-- Verilen metin --
━━━━━━━━━━━━━━━━
Öğretmen H.K, "Bu görüşleri savunuyorum. Çünkü, ben de üç aydır, haftada iki okula görevlendirilmiş durumdayım ve ayrıca Çarşamba günleri de rehber öğretmeni olmayan okullarda seminer görevini yürütüyorum. Pazartesi ve Salı günleri Anadolu Öğretmen Lisesinde ve Perşembe ile Cuma günleri de Anadolu Lisesinde Rehber öğretmen olarak çalışıyorum. Anadolu Lisesinde özel sorunu olan bir öğrenci beni 5 gün beklemek zorunda kalıyor ve sorun olan konuya soğuyor, yada bilinç altına itiliyor. Her iki okulu da yeterince tanıyamıyorum ve öğrencilerle de yeterince sıcak ilişki kuramıyoruz. ?u anda kendimi verimli bulamıyorum ve psikolojik olarak da rahat değilim. Aynı sorunları tüm rehber öğretmenlerin yaşamasını istemiyorum."

 

Rehberlik ve Psikolojik Danışma Uzmanı öğretmen Ö.M, "Kendini gerçekleştirmesi sürecinde ona eğitsel, kişisel ve mesleki seçimlerinde rehberlik etmek, Milli Eğitim Bakanı Sayın Hüseyin Çelik'in de istediği gibi, 'üniversite sınavı öncesinde hangi mesleği seçeceğini karar verebilmiş olmak' için yönlendirme isteği sunmak, yerleştirme ve izleme çalışmaları ile de bu desteği sürdürmek için , öğrenciye uzun erimli bir hizmette bulunmak gerekmektedir.Bu nedenle, psikolojik danışmanlar olarak ülkemizin geleceğini oluşturan gençlere hizmet verme olanağını bulduğumuz okul psikolojik danışmanı kadrolarının korunması gerekmektedir. Başta Sayın Bakanımız olmak üzere, Bakanlık yetkililerinin rehberlik hizmetleriyle ilgilenmesi, yaşanan sorunların aşılması için bir olanaktır. Tüm bu belirtilenler çerçevesinde; okul psikolojik danışmanlarının okulda çalışmaya devam etmeleri, tüm okullarda yeterli PDR elemanı istihdam edilmesi sorunun uzun vadeli bir planlamayla ele alınması ve bilimsel bir platformda konunun tartışılması gerekmektedir. Sayın Bakanımız tarafından bu konularda kamuoyuna gerekli açıklama yapılıncaya kadar, soruna duyarlı meslek elemanları ve PDR öğrencileri olarak demokratik tepkimizi göstermeye devam edeceğiz."
━━━━━━━━━━━━━━━━
-- Alıntılanan veriler --
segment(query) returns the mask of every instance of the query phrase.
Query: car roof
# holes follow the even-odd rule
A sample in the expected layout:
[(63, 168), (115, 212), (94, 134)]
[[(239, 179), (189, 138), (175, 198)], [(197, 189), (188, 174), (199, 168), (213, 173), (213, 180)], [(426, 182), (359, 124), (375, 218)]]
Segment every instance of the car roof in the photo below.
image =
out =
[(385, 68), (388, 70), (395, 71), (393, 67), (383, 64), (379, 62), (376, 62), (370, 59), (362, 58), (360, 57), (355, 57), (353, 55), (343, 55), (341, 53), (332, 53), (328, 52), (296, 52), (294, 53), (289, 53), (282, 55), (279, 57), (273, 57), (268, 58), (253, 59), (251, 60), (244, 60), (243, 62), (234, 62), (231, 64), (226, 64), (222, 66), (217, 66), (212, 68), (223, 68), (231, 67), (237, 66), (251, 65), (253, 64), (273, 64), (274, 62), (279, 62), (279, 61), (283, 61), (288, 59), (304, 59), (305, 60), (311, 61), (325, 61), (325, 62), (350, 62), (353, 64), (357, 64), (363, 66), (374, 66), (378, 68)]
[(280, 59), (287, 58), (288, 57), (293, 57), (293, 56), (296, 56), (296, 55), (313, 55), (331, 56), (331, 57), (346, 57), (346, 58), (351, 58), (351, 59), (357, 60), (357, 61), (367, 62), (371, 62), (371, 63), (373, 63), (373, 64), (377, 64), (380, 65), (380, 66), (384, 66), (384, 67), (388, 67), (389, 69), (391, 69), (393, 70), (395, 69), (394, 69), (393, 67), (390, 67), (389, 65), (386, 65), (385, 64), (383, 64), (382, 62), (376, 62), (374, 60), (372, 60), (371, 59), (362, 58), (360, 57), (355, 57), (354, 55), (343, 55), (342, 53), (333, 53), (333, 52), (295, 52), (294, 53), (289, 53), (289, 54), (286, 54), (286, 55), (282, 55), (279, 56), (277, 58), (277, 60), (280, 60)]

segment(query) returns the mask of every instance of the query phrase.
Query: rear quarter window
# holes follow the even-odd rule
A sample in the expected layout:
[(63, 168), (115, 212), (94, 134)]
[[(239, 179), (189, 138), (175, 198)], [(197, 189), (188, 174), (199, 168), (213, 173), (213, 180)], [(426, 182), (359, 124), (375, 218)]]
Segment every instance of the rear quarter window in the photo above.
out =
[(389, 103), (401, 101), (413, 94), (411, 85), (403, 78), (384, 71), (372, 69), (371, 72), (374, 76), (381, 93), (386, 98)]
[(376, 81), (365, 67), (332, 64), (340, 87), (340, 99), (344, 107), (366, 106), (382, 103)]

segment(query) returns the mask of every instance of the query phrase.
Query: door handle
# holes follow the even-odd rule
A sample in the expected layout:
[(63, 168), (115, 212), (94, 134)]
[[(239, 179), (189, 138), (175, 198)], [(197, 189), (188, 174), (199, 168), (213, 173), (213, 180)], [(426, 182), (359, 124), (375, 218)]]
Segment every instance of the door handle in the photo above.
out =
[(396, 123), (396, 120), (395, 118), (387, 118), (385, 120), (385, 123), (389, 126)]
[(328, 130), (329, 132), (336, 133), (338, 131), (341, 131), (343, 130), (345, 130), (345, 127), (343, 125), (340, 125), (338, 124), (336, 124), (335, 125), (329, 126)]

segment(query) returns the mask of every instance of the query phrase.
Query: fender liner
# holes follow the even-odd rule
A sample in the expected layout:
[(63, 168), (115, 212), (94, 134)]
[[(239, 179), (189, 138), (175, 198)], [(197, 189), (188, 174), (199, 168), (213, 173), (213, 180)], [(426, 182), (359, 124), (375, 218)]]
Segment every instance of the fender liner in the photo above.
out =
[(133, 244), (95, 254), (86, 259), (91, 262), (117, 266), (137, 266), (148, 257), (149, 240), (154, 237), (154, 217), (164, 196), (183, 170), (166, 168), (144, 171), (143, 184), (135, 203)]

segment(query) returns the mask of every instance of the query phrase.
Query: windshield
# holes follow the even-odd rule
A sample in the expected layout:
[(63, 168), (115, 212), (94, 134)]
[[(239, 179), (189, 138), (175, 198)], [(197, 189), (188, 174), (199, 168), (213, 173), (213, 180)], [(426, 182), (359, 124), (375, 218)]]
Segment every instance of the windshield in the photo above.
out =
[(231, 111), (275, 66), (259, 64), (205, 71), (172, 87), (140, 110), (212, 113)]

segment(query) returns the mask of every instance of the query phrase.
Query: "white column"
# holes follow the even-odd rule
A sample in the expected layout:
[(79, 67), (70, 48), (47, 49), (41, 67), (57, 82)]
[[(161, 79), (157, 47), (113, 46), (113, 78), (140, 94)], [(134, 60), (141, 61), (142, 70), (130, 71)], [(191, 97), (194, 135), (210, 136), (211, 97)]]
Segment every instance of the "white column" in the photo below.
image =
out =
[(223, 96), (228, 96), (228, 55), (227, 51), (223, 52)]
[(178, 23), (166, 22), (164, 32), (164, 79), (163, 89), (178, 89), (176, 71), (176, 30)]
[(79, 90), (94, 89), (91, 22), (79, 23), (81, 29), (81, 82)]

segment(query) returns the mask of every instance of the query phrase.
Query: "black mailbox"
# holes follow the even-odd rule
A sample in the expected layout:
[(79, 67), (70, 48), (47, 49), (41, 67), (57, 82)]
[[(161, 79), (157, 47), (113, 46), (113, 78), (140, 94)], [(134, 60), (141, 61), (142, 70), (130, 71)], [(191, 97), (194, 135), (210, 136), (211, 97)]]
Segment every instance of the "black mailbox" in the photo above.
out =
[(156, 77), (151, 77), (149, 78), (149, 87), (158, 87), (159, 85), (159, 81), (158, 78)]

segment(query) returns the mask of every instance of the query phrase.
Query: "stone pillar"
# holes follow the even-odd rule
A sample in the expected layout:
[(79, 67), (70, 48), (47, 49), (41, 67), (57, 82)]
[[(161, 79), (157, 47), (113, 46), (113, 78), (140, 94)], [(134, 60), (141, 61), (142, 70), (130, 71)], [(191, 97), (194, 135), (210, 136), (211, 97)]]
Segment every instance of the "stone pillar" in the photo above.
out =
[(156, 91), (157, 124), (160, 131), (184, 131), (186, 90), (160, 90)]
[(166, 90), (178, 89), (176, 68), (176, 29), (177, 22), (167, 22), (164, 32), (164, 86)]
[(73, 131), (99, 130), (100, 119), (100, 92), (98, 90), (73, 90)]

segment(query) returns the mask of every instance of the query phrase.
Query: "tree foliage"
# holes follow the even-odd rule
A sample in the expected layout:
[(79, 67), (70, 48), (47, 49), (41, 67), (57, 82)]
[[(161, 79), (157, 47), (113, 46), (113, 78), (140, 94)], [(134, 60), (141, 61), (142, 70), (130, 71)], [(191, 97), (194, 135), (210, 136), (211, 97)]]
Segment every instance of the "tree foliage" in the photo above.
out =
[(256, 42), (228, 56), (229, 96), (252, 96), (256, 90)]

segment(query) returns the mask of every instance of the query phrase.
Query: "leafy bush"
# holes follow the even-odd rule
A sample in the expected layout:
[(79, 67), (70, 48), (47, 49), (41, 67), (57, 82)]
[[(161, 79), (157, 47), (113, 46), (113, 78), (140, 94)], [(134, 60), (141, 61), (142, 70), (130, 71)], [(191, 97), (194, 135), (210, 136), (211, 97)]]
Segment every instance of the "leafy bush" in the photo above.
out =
━━━━━━━━━━━━━━━━
-- Beklenen iş --
Rehber öğretmenlerin görevlendirilmesiyle ilgili metni baştan sona, kelimesi kelimesine aynen yazar mısın?

-- Yanıt aşağıda --
Öğretmen H.K, "Bu görüşleri savunuyorum. Çünkü, ben de üç aydır, haftada iki okula görevlendirilmiş durumdayım ve ayrıca Çarşamba günleri de rehber öğretmeni olmayan okullarda seminer görevini yürütüyorum. Pazartesi ve Salı günleri Anadolu Öğretmen Lisesinde ve Perşembe ile Cuma günleri de Anadolu Lisesinde Rehber öğretmen olarak çalışıyorum. Anadolu Lisesinde özel sorunu olan bir öğrenci beni 5 gün beklemek zorunda kalıyor ve sorun olan konuya soğuyor, yada bilinç altına itiliyor. Her iki okulu da yeterince tanıyamıyorum ve öğrencilerle de yeterince sıcak ilişki kuramıyoruz. ?u anda kendimi verimli bulamıyorum ve psikolojik olarak da rahat değilim. Aynı sorunları tüm rehber öğretmenlerin yaşamasını istemiyorum."

 

Rehberlik ve Psikolojik Danışma Uzmanı öğretmen Ö.M, "Kendini gerçekleştirmesi sürecinde ona eğitsel, kişisel ve mesleki seçimlerinde rehberlik etmek, Milli Eğitim Bakanı Sayın Hüseyin Çelik'in de istediği gibi, 'üniversite sınavı öncesinde hangi mesleği seçeceğini karar verebilmiş olmak' için yönlendirme isteği sunmak, yerleştirme ve izleme çalışmaları ile de bu desteği sürdürmek için , öğrenciye uzun erimli bir hizmette bulunmak gerekmektedir.Bu nedenle, psikolojik danışmanlar olarak ülkemizin geleceğini oluşturan gençlere hizmet verme olanağını bulduğumuz okul psikolojik danışmanı kadrolarının korunması gerekmektedir. Başta Sayın Bakanımız olmak üzere, Bakanlık yetkililerinin rehberlik hizmetleriyle ilgilenmesi, yaşanan sorunların aşılması için bir olanaktır. Tüm bu belirtilenler çerçevesinde; okul psikolojik danışmanlarının okulda çalışmaya devam etmeleri, tüm okullarda yeterli PDR elemanı istihdam edilmesi sorunun uzun vadeli bir planlamayla ele alınması ve bilimsel bir platformda konunun tartışılması gerekmektedir. Sayın Bakanımız tarafından bu konularda kamuoyuna gerekli açıklama yapılıncaya kadar, soruna duyarlı meslek elemanları ve PDR öğrencileri olarak demokratik tepkimizi göstermeye devam edeceğiz."